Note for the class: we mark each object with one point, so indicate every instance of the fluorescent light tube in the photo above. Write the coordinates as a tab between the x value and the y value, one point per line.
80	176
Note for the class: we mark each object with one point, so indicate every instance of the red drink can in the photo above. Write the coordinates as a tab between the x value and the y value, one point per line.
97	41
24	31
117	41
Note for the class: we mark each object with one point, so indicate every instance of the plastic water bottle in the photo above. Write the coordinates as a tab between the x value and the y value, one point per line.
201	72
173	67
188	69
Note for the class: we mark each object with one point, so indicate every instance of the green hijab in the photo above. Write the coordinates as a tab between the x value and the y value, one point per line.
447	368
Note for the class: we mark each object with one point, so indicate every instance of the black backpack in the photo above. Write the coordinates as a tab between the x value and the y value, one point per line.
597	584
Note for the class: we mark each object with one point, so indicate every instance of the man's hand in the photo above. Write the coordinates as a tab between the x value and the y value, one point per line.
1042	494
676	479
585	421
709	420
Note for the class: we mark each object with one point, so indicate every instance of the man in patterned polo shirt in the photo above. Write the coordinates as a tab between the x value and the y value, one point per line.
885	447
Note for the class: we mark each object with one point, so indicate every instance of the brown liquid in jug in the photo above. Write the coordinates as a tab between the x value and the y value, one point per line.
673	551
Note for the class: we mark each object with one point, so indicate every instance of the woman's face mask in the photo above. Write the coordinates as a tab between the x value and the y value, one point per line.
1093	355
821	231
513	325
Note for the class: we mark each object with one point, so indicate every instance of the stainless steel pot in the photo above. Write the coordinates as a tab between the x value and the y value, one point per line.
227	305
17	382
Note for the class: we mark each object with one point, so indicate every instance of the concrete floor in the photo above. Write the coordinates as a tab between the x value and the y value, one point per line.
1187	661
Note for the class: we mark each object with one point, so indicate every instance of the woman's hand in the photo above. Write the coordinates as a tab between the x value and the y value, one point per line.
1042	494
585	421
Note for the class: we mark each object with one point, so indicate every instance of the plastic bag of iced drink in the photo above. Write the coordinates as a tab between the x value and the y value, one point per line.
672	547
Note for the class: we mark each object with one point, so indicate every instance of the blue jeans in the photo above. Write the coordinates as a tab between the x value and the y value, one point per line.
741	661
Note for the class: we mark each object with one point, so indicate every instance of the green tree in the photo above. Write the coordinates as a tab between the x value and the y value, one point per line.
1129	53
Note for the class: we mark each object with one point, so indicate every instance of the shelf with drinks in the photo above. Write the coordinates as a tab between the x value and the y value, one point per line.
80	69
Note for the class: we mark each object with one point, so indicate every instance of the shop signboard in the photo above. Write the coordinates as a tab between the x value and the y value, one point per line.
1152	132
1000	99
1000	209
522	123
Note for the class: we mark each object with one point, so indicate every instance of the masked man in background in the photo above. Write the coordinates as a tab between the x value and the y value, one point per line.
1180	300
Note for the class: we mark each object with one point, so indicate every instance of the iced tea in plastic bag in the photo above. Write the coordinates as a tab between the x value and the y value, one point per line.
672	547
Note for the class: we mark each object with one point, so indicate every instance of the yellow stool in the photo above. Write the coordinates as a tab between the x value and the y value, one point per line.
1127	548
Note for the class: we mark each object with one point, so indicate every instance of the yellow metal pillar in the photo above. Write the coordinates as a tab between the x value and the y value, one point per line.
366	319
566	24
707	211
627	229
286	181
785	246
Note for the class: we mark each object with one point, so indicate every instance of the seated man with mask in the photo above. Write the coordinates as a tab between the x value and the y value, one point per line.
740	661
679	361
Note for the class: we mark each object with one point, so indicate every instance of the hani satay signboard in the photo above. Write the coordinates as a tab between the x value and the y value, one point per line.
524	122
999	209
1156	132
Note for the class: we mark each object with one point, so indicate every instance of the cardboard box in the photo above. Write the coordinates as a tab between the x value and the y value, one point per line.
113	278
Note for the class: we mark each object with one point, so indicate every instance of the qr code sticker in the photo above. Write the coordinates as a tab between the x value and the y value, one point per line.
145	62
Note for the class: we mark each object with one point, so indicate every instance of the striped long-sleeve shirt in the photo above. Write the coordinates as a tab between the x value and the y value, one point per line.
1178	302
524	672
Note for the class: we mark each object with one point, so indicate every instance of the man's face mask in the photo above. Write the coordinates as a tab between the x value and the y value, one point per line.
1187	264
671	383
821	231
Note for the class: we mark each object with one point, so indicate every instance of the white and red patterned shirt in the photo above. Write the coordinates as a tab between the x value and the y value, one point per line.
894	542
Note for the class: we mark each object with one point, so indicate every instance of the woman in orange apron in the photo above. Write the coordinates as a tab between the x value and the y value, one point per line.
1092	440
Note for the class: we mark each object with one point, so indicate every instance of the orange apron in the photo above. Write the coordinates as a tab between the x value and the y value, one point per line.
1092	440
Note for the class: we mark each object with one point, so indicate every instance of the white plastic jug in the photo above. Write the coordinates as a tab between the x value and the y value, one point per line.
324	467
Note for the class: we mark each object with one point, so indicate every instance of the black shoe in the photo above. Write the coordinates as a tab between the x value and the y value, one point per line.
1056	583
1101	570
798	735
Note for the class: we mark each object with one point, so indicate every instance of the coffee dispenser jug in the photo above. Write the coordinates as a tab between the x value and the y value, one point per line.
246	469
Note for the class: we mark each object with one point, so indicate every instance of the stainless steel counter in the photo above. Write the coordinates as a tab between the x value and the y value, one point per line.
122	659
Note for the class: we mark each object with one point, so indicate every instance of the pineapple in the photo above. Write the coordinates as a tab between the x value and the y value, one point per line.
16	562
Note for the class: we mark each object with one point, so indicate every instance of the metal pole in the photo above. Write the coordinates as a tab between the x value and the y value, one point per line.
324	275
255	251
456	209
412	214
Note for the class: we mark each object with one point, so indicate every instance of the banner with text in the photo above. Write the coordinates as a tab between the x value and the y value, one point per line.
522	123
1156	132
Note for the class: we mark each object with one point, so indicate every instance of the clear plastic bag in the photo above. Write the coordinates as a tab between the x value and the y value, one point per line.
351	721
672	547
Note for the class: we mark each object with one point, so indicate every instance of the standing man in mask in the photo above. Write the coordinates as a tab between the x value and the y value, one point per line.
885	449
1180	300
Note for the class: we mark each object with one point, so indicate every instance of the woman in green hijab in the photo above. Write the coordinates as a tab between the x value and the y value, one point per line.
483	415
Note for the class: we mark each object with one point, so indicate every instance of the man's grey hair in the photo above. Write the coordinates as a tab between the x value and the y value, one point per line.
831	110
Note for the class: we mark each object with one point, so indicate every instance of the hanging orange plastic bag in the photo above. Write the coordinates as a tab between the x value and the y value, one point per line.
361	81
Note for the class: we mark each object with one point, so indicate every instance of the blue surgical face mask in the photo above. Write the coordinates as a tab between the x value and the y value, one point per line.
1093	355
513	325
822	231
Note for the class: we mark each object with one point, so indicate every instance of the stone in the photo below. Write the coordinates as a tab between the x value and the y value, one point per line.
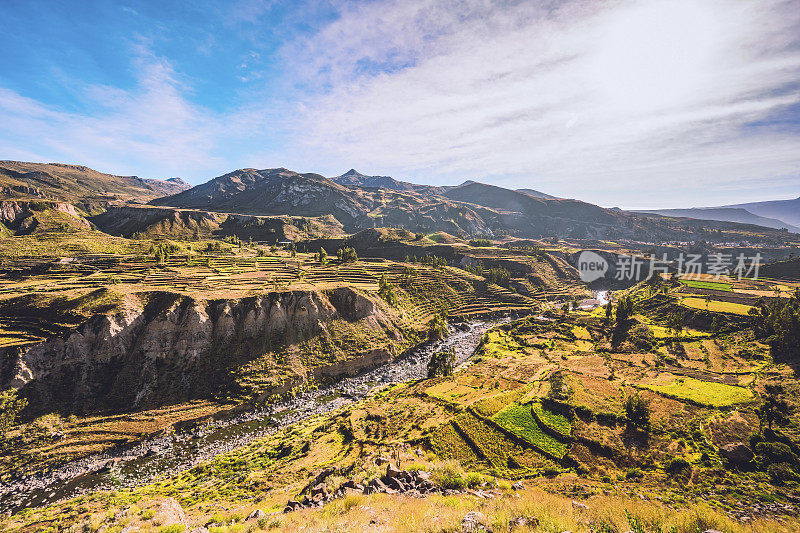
474	522
422	475
170	512
255	515
737	453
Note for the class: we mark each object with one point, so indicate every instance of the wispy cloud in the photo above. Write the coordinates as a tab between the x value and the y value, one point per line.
638	103
582	100
152	128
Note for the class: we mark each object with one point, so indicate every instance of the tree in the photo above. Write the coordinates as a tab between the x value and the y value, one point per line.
10	407
442	363
775	408
637	412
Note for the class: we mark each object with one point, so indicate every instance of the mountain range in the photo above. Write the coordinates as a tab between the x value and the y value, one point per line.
771	214
79	183
358	201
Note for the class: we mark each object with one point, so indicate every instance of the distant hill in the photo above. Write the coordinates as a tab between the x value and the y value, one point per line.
353	178
729	214
75	183
274	191
537	194
785	210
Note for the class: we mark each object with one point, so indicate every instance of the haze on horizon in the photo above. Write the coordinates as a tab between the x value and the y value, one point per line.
637	104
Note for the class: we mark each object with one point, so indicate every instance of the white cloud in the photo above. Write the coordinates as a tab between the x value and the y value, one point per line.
590	102
152	129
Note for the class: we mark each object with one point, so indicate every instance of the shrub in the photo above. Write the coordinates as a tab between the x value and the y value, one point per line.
473	479
642	338
347	255
775	452
633	473
10	407
781	473
437	327
498	275
677	465
449	475
350	501
442	363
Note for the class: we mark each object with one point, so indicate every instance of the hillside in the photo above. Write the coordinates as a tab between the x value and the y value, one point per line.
75	183
276	191
784	210
730	214
537	194
359	202
353	178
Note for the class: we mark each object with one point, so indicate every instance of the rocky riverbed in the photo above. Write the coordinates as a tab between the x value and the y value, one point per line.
172	453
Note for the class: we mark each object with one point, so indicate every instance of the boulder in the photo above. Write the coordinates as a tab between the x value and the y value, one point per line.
737	453
392	471
255	515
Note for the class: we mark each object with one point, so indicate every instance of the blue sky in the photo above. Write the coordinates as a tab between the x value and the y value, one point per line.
636	103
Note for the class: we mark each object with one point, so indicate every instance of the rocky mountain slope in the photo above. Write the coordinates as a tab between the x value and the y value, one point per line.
76	183
359	202
158	348
730	214
785	210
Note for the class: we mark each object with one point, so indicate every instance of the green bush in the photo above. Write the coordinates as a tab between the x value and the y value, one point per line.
347	255
781	473
633	473
677	465
473	479
448	475
637	412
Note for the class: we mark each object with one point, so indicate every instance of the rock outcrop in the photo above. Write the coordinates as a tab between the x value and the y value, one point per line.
164	347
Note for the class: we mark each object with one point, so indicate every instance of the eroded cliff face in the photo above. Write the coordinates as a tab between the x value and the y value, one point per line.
163	347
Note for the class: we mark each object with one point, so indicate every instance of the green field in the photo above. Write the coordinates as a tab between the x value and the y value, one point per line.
519	420
703	392
714	285
554	421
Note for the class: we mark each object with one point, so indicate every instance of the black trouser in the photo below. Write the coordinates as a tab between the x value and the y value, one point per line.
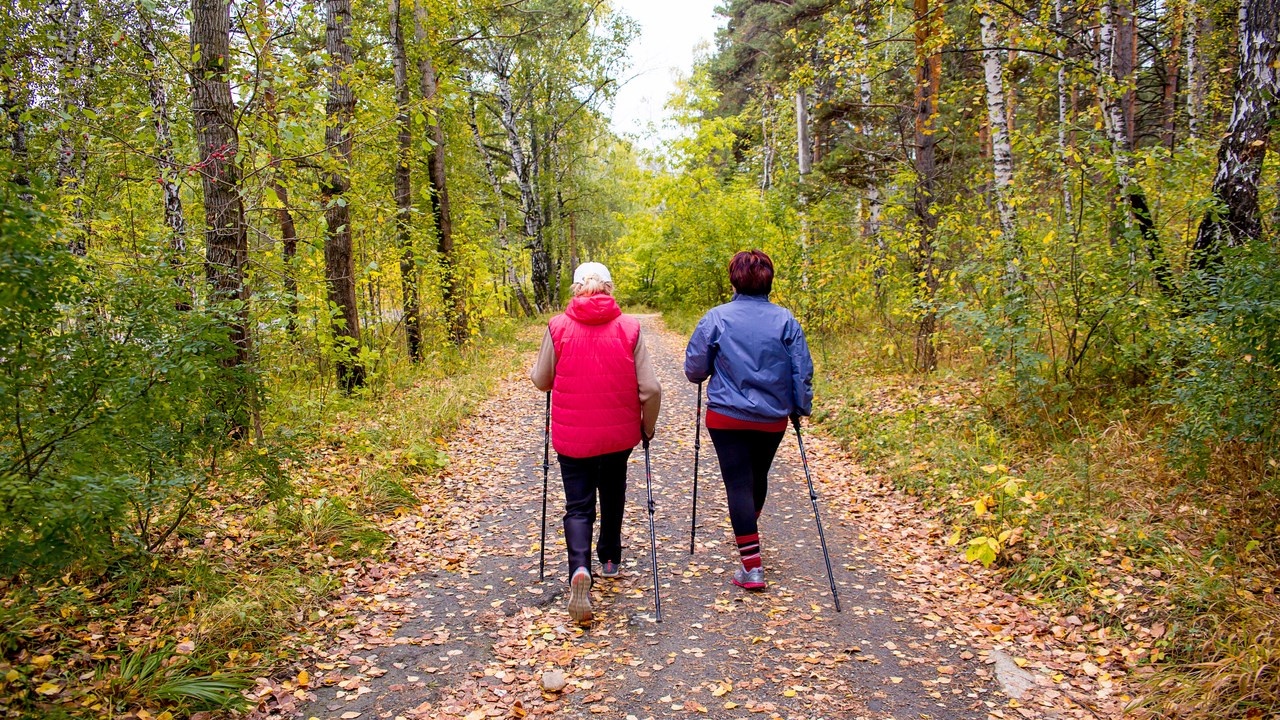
745	458
583	478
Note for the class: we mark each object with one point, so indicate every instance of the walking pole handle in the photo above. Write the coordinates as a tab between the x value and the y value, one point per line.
547	440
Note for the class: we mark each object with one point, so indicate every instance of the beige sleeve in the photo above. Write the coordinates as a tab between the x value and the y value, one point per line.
544	368
650	391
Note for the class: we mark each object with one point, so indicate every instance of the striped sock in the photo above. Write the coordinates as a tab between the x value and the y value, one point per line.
749	547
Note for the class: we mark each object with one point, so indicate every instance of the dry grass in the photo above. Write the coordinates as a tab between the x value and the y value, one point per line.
1198	551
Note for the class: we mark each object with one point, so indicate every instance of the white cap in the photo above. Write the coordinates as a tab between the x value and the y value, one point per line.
592	269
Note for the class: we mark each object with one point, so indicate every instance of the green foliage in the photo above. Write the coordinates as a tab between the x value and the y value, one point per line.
1224	365
117	405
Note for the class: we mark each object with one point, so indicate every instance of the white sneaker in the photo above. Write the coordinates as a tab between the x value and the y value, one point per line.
580	596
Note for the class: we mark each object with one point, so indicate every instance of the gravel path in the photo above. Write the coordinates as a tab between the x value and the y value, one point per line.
456	624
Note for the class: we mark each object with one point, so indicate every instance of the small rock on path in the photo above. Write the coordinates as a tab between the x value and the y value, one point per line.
456	624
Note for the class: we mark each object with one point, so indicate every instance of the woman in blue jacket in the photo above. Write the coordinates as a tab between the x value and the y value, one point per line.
760	376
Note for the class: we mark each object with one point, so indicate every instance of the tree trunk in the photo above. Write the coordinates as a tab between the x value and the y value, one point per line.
804	164
1119	133
1169	100
504	249
871	219
1001	150
1061	108
339	265
1193	85
218	147
10	108
452	292
928	71
71	163
529	199
1235	219
284	213
402	188
167	162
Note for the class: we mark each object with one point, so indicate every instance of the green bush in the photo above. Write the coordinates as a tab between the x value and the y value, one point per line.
115	404
1224	367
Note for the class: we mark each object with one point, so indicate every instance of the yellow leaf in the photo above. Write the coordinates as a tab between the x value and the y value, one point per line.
49	688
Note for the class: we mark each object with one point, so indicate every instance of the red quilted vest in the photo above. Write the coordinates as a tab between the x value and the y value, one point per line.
595	399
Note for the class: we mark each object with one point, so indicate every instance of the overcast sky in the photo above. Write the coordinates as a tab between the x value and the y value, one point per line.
670	31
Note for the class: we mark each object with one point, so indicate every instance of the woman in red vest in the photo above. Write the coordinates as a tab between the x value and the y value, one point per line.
604	393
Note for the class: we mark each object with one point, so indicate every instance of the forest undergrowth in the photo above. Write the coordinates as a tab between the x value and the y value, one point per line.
1087	514
184	630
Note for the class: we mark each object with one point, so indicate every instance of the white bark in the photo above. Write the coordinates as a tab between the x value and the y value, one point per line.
1001	151
1193	86
1061	109
803	145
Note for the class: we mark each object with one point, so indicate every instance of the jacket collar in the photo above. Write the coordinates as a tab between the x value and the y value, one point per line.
593	309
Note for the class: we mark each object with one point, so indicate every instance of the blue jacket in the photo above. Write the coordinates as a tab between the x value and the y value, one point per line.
757	358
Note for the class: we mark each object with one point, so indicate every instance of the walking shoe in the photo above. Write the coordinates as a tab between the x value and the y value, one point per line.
580	596
749	579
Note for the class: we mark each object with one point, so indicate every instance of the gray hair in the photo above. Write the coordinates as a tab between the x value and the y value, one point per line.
592	285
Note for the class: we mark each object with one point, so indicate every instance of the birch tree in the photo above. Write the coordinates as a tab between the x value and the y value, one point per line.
218	146
1234	217
339	264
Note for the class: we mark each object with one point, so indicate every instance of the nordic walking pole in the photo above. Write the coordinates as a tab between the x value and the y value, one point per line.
547	455
653	540
698	442
813	497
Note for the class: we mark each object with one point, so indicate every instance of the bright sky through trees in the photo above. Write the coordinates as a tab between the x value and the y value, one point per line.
670	33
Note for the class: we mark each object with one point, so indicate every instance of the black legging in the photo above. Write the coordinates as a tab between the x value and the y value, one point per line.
745	458
583	478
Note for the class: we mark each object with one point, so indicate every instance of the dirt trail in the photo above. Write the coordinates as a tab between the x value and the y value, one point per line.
455	623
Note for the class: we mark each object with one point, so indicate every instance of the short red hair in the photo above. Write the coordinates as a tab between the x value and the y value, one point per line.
752	273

※ ※ ※

Written instruction:
Output only the lines from the one holding "of the jacket" through the last line above, exactly as they appear.

Completed task:
Note for the class: we mark each object with one point, so indicate every instance of the jacket collar in the photo above. Write the coordinates as a tab between the x value and the y value, one point per line.
593	309
Note for the class: we mark each object with one point, so indicate every instance of the blue jacket in the photo above. Write the coordinates as a tab between the x value and the y value, one point per line.
757	358
Note for the class: we mark each object with one point, so indicate every instance of the walking shoe in the photo above. Write the coordinates as a tab between the x value and the y value, one point per line.
580	596
749	579
Note for the class: we mark each object with one point, so indicate every instance of the gray hair in the photo above. Write the coordinates as a tab between the x value and the y value, one point per line.
592	285
Note for the class: we mark each object with one point, so indicate every instance of the birch tree in the photo above. Write the coordinates as a tab between the x value and the y value, one point per line.
218	146
1234	217
339	264
Note for the class: we mark each object with one point, so indicate every instance of the nordic walking pole in the photo above. Write the coordinates as a tab between the x value and the y value, one point per line.
547	455
653	540
698	442
813	497
Note for the class: we mark each object with one point, so indicate every instance of the bright sky through trees in the photo above. Write the coordinates as a tab between the x value and the y value, one point per line.
670	33
Note for the class: we mark each object with one point, so indicate every instance of the black legging in the photo above. Write the coordinates as a tab between the x value and the y value, one point per line.
745	458
583	478
Note for the class: we mark each object with one point, so indicate every instance of the dirt trail in the photo above. Write the coordinates as a tab between the x value and the y value, one point per line.
455	623
Note for the class: we mark each object with one point, so indicate every instance of the short red hair in the photo above. Write the coordinates as a tab between the x value and the y value, one point per line.
752	273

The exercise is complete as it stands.